* [Reading passage]:
— Start —
Re: Unexpected job status encountered

Posted by Karl Wright <da...@gmail.com>.
I'll have a look as time permits, but it won't be for a couple of weeks.
Usually it's best to debug with http wire debugging, not packet captures.
I'm not an HTTP expert so it may be better to bring this up to the
HttpComponents/HttpClient list, not ManifoldCF.

Karl


On Fri, Dec 21, 2018 at 8:54 AM Erlend Garåsen <e....@usit.uio.no>
wrote:

>
> I tried to configure preemptive authentication by modifying the
> HttpPoster class, but I still get the same errors. Then I ran the
> following command in order to analyze the traffic:
> tcpdump -w /tmp/chatter.dmp -s 0 -i ens192 -X host solr-test01.uio.no
>
> I'm not an expert in reading such outputs, but I can send you the dump
> file, Karl. I don't want to let the file be available for others, even
> though it's from our test environment.
>
> Erlend
>
> On 13/12/2018 15:09, Karl Wright wrote:
> > Ok, thanks, I misunderstood where the SSL error was coming from.  The
> > Solr connection is what is complaining.  Do you see "Connection working"
— End —
(Lines of data)
— Start —
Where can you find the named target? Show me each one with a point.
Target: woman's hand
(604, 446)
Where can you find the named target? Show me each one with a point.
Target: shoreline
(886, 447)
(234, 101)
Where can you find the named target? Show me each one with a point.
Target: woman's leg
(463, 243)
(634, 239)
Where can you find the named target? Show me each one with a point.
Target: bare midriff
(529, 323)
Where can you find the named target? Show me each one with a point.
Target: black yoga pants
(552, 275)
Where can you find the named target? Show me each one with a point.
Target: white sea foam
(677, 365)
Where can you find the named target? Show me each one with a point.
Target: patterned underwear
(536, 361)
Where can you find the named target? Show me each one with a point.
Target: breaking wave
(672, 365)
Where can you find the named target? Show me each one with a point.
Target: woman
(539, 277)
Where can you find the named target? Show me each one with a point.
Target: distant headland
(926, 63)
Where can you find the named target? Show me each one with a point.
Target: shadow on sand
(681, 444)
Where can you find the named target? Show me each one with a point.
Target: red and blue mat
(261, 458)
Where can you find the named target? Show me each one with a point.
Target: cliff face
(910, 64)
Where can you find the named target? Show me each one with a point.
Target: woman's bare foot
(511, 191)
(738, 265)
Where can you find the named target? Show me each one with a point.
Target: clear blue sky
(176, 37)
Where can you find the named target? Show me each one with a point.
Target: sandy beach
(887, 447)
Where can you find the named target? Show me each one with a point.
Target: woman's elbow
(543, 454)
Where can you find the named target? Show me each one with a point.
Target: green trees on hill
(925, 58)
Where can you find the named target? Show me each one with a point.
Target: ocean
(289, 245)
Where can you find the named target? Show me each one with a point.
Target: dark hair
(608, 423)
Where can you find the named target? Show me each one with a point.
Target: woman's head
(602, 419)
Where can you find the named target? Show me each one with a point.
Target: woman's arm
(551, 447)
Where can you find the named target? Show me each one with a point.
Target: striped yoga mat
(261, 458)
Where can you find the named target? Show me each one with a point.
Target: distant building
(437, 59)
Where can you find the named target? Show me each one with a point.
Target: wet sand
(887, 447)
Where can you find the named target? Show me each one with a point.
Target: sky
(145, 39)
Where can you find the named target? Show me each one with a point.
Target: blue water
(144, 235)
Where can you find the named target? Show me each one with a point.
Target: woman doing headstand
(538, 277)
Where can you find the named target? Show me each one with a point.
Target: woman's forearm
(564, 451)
— End —
* [Exercise requirements]:
- A) Answer these questions about the thread:
(i) What kind of debugging does Karl say is usually best?
(ii) Which class did Erlend modify to configure preemptive authentication?
(iii) Which connection did Karl say is complaining?
- B) Show each row in the lines of data that contains the word "distant".

* [Answers]:
- A)
(i) HTTP wire debugging.
(ii) The HttpPoster class.
(iii) The Solr connection.

- B)
Target: distant headland
Target: distant building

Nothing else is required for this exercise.